## What to work on
• 1. Copy the HMC post word for word, starting at "Hey, I've read" and ending at "probability is low.".
• 2. In the HMC post's 3D landscape picture, what does high probability correspond to?
• 3. Continue the HMC post beyond its final sentence.

## Text
---+---

Hey, I've read this article while doing my course exercises. Coming from Metropolis-Hastings, HMC seemed a bit like magic. Here's some notes that I wrote about it, could somebody tell was I even remotely close:
>In other words explained by my TA: when you have a really complex multi-dimensional distribution normal MCMC will take forever to explore it. HMC on the other hand adds momentum that will help the MC to explore areas where the probability is high. Imagine the probability is being translated into 3d landscape where high probability corresponds to deep areas and low high. Any ball with gravity will follow those curvatures and not jump over the walls needlessly where the probability is low.
>Also HMC is the current state-of-the-art MCMC algorithm if you have very high-dimensional data. Regular MCMC too can be applied if the distribution is much simpler. However instead of MCMC, VI is commonly used since it can give really good results with little amount of work. I mean sure you have to choose your approximation distribution but after that it's dead simple. Only maybe if you need really high accuracy you might choose something like HMC.

---+---

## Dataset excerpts
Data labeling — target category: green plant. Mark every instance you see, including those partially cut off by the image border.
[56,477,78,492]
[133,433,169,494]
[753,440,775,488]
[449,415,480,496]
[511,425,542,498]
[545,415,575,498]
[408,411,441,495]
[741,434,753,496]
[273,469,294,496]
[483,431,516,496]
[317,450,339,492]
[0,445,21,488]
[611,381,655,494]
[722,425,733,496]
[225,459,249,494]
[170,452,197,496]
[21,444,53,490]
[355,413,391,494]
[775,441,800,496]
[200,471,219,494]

---+---

## Responses by task
• 1.
Hey, I've read this article while doing my course exercises. Coming from Metropolis-Hastings, HMC seemed a bit like magic. Here's some notes that I wrote about it, could somebody tell was I even remotely close:
>In other words explained by my TA: when you have a really complex multi-dimensional distribution normal MCMC will take forever to explore it. HMC on the other hand adds momentum that will help the MC to explore areas where the probability is high. Imagine the probability is being translated into 3d landscape where high probability corresponds to deep areas and low high. Any ball with gravity will follow those curvatures and not jump over the walls needlessly where the probability is low.

• 2. Deep areas.

• 3.
Excellent! Always believed being able to "play" with the Hamiltonian particle would be a great motivator in understanding physics ;)
This is why I get so excited about about probabilistic programming in general. 1M dimension data sets likelihood estimation in reasonable time right on your laptop. Real world samples are usually sparse, heterogeneous. By abstracting out your analysis it not only reduces the chance for human error. But allows for ingestion of even more disparate sets of archival and de novo data sources. I have little doubt this will lead to more nuanced theories. And higher reproducibility of results.
A recent example of the state-of-the-art: predicting rare events in pediatric transplant surgeries.
Note that many people still use HMC without a closed form for the gradient, via approximation. In fact, Stan (http://mc-stan.org/) automatically approximates the gradient by default if none is given.
I don't follow the literature on sampling based inference very closely. Could anyone tell me what's the state of the art in confirming and debugging convergence problems
I'm not an expert, but I think R-hat is pretty commonly used. There are a whole bunch of diagnostic plots in the bayesian community within R (bayesplot and tidybayes are useful here). Not sure if that's state of the art (R-hat definitely isn't, as it's in Gelman's PhD thesis).
The folk theorem of computational statistics suggests that if the model has convergence problems, it's a bad model ;)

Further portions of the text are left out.